- Dataset rows on where objects are found
Start

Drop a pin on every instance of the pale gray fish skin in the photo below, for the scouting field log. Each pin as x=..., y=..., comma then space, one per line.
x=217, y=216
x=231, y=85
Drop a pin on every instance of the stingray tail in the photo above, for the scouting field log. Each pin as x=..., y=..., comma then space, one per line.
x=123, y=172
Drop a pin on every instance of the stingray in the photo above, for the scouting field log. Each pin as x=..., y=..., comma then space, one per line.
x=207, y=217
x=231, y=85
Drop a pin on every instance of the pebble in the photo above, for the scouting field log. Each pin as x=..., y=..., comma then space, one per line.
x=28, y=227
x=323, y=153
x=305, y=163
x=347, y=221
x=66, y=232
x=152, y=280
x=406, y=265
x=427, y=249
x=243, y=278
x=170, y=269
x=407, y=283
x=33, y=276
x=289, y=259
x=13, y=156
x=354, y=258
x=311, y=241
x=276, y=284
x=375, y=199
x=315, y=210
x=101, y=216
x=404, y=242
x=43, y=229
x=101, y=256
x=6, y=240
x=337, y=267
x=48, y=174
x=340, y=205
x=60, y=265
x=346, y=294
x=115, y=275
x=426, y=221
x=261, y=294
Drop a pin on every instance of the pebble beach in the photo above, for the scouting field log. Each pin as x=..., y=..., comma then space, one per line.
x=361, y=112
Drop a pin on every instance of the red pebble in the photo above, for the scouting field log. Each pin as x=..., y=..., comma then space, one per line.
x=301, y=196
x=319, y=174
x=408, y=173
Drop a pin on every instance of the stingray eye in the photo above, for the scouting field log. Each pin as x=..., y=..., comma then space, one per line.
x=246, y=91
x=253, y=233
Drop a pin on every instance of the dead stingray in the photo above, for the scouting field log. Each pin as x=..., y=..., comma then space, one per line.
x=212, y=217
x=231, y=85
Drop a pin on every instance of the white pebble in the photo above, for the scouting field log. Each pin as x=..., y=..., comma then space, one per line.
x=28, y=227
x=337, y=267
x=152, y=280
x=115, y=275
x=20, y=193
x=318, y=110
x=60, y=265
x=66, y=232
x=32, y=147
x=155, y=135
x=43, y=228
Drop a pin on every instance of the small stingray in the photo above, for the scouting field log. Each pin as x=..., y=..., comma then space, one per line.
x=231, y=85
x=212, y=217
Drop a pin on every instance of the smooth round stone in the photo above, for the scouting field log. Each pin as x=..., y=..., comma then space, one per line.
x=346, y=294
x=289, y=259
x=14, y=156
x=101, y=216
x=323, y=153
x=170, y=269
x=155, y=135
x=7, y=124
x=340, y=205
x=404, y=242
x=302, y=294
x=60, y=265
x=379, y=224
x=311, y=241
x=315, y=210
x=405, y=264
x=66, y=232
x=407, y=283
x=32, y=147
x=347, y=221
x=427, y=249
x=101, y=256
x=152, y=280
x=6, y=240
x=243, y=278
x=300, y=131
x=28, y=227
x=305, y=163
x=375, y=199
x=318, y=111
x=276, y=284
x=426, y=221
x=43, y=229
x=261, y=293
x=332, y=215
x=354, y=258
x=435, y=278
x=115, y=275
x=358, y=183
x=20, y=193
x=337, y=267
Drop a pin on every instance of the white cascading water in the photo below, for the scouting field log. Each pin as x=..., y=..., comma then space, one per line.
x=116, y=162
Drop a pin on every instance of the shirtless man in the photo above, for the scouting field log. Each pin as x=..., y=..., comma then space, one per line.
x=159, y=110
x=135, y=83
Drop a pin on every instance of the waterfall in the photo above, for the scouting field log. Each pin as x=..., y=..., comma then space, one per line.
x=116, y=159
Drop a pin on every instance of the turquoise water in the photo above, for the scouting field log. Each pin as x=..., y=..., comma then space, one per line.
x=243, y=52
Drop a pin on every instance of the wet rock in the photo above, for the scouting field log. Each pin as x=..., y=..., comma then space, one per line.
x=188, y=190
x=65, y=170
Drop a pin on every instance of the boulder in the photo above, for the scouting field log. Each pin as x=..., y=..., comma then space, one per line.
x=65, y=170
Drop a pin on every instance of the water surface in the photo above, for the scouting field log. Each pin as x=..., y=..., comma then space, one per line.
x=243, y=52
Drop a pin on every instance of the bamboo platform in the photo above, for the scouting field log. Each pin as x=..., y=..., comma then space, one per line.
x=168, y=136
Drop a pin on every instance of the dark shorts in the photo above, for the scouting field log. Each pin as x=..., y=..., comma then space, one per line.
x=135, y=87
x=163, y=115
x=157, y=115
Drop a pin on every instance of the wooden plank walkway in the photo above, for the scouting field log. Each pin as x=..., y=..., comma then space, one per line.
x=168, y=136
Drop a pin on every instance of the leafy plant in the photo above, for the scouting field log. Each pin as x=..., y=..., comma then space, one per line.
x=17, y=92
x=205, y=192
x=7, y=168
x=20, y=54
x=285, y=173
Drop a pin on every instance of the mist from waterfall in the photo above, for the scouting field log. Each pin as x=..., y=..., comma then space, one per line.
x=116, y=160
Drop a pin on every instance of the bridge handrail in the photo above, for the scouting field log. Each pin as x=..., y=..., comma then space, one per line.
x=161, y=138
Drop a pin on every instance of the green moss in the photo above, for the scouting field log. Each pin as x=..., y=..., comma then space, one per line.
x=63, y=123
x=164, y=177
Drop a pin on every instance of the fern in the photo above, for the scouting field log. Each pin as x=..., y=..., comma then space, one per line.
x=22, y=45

End

- To be done
Put the stretch of the entries above from their start through the line containing "x=123, y=172" into a Markdown table with the columns Row and Entry line, skipping any blank lines.

- Answer to the exercise
| Row | Entry line |
|---|---|
| 1 | Drop a pin on every instance of the pale gray fish skin in the photo below, for the scouting field log. Each pin as x=..., y=..., comma then space, one per line. |
| 2 | x=217, y=216 |
| 3 | x=231, y=85 |
| 4 | Drop a pin on every instance of the stingray tail in the photo above, for the scouting field log. Each pin as x=..., y=..., comma then space, one per line. |
| 5 | x=123, y=172 |